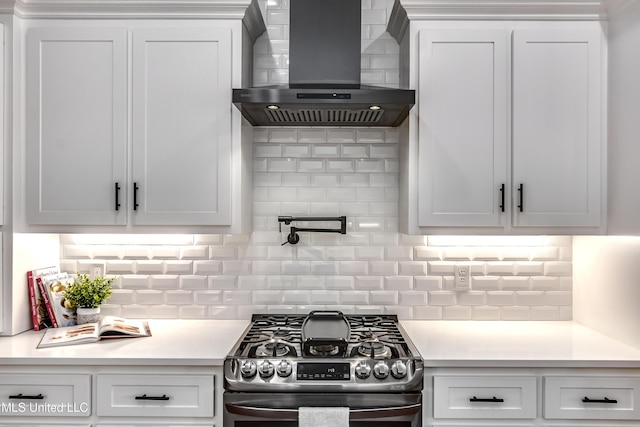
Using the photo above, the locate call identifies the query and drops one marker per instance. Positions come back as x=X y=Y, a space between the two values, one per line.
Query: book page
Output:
x=70 y=335
x=117 y=326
■ ■ ■ ■ ■ ■ ■
Given exercise »
Reproduce all of the entries above, requests included, but omit the pictures. Scale every x and y coordinate in the answers by 2.3, rounding to the nearest whole number with halves rounded up.

Output of the task »
Using the photo above, the locate call identifies the query and drops one marker per instance. Positions come back as x=X y=Y, a space between the two values, one per line.
Query: book page
Output:
x=161 y=771
x=269 y=750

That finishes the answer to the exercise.